> _What you will do_
Please format the records below as a numbered list, leaving out any blank lines.

> _Record list_
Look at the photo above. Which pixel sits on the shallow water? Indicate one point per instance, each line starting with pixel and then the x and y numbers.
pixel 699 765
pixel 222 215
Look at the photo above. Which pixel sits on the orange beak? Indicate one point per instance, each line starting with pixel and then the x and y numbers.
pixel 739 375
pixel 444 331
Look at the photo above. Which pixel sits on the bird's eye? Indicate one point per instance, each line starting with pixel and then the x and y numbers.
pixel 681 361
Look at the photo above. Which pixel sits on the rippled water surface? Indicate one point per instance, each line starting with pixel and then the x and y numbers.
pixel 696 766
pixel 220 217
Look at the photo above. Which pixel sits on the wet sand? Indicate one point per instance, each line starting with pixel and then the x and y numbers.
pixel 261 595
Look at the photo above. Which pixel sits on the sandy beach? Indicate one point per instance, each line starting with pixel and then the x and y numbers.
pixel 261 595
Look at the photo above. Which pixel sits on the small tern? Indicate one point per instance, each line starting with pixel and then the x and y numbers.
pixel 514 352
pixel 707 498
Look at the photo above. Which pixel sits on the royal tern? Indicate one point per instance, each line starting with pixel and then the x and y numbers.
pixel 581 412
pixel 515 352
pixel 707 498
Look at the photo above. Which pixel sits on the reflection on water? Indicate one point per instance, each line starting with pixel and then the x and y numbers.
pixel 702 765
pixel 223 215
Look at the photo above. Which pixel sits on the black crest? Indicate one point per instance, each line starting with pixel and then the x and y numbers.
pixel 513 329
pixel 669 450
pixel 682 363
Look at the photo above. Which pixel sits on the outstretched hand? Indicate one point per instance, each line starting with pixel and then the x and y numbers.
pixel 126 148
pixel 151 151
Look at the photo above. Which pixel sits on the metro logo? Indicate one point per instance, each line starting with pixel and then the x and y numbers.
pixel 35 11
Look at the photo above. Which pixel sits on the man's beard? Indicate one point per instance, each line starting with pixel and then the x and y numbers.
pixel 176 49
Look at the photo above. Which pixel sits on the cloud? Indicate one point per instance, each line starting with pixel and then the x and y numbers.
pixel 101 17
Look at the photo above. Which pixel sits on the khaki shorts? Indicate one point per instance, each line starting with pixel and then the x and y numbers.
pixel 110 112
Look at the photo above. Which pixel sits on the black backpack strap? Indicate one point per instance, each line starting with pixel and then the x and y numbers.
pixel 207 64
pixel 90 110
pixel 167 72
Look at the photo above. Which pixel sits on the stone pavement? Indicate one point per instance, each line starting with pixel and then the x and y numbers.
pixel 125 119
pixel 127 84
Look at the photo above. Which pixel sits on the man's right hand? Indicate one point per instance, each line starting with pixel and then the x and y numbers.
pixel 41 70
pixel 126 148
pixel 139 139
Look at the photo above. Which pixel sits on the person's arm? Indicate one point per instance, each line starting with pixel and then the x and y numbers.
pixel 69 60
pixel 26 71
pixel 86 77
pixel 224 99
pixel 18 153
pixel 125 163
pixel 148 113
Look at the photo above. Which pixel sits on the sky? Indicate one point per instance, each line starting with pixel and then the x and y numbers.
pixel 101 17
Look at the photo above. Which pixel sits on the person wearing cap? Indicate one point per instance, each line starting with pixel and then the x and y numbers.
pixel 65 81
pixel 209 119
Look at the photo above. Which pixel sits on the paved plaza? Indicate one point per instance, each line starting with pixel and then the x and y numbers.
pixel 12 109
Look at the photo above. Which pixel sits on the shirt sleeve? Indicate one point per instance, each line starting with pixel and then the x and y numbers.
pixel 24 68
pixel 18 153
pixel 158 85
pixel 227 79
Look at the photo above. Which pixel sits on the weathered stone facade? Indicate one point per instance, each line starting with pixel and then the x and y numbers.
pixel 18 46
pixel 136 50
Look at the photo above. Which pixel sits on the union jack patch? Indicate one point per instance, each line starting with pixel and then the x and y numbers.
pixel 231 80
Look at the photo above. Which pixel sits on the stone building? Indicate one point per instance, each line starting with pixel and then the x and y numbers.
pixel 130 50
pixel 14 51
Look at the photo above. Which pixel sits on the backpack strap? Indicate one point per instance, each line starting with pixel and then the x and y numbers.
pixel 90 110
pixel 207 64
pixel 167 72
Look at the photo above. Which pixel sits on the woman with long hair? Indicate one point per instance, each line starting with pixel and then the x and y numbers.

> _Output_
1. Look at the photo above. Which pixel sits on the shallow water? Indicate one point per instance, each line starting with pixel and then the x and y numbers.
2. pixel 699 765
3. pixel 222 215
4. Look at the photo above. Which pixel sits on the orange beak? Indicate one point per instance, each line starting with pixel and then the x and y numbers.
5. pixel 739 375
6. pixel 444 331
7. Look at the photo above. Which pixel sits on the bird's eye? Indicate one point per instance, each line starting with pixel and then the x and y numbers.
8. pixel 681 361
9. Look at the photo above. Which pixel sits on the rippled water surface? Indicate one point per instance, each line starting with pixel and then the x and y numbers.
10. pixel 696 766
11. pixel 220 217
12. Look at the photo above. Which pixel sits on the wet sand? Indicate one point per instance, each line starting with pixel and then the x and y numbers.
13. pixel 261 595
14. Look at the photo above. Which pixel sits on the sandy beach? Indicate one point per instance, each line starting with pixel and then the x and y numbers.
15. pixel 261 595
16. Look at the photo above. Which pixel sits on the small tern? Indicate one point per instance, each line starting with pixel and then the x and y numbers.
17. pixel 514 352
18. pixel 707 498
19. Look at the photo above. Which pixel sits on the royal tern? Indicate one point per instance, each line starting with pixel and then the x and y numbers.
20. pixel 581 412
21. pixel 515 352
22. pixel 707 498
23. Look at the photo above. Which pixel sits on the reflection on water? Indicate one point per instance, each line starting with pixel and then the x and y numbers.
24. pixel 702 765
25. pixel 223 215
26. Look at the photo above. Which pixel sits on the black crest? Indicate one point per instance, each line starting with pixel and then the x and y numbers.
27. pixel 513 329
28. pixel 669 450
29. pixel 682 363
30. Look at the photo above. Which pixel sits on the outstretched hand? Indicate one point per instance, each line starting with pixel and then the x and y numbers.
31. pixel 126 148
32. pixel 151 151
33. Look at the photo above. Which pixel sits on the metro logo? Indicate one point per instance, each line starting with pixel and then the x and y numbers.
34. pixel 35 11
35. Look at the photo above. Which pixel sits on the man's beard? Indicate one point per instance, each line starting with pixel and then the x and y numbers.
36. pixel 176 49
37. Look at the photo above. Which pixel sits on the cloud? Indicate one point per instance, each line starting with pixel and then the x and y numbers.
38. pixel 101 17
39. Look at the photo above. Which pixel sits on the khaki shorts? Indicate one point per instance, each line starting with pixel and then the x and y numbers.
40. pixel 110 112
41. Look at the photo above. Which pixel sits on the black backpack strap? Indicate one point per instance, each line starting with pixel and then the x and y numbers.
42. pixel 207 64
43. pixel 90 110
44. pixel 167 72
45. Look at the photo above. Which pixel sits on the stone pavement? Indicate one point per instance, each line starting with pixel and then the x and y numbers.
46. pixel 125 119
47. pixel 127 84
48. Look at the photo above. Which pixel sits on the man's right hand? Indicate one point per instance, each line starting with pixel and then the x and y numbers.
49. pixel 41 70
50. pixel 126 148
51. pixel 139 139
52. Look at the photo above. Which pixel sits on the person's arm? Indicate one point per instance, each line starting with pixel and then the x and y numbers.
53. pixel 69 60
54. pixel 26 71
55. pixel 86 77
56. pixel 224 99
57. pixel 18 153
58. pixel 125 163
59. pixel 148 113
60. Look at the photo above. Which pixel sits on the sky? Indicate one point per instance, each line starting with pixel and then the x and y numbers.
61. pixel 101 17
62. Look at the photo above. Which pixel sits on the person wearing cap? Indicate one point per instance, each line starting with pixel and then the x and y numbers.
63. pixel 65 81
64. pixel 209 119
65. Look at the photo above. Which pixel sits on the paved plaza? Indicate one point per instance, each line starting with pixel and then the x and y numbers.
66. pixel 12 109
67. Look at the photo above. Which pixel sits on the shirt sleeve? Indicate one point per instance, each line starting with pixel and then the x and y numbers.
68. pixel 24 68
69. pixel 18 153
70. pixel 158 85
71. pixel 227 79
72. Look at the photo above. Which pixel sits on the weathered stone facade? Indicate one point per instance, each line starting with pixel and then the x and y numbers.
73. pixel 18 46
74. pixel 136 50
75. Look at the photo above. Which pixel sits on the union jack patch? Indicate one point per instance, each line starting with pixel and then the x and y numbers.
76. pixel 231 80
77. Look at the photo above. Which pixel sits on the stone building? Indicate one point per instance, each line starting with pixel and then the x and y numbers.
78. pixel 130 50
79. pixel 14 51
80. Look at the photo above. Which pixel sits on the backpack strap? Indicate one point per instance, each line starting with pixel and then the x and y numbers.
81. pixel 90 110
82. pixel 207 64
83. pixel 167 72
84. Look at the photo above. Which pixel sits on the woman with long hair? Indicate one point per instance, each line starting with pixel and then the x and y numbers.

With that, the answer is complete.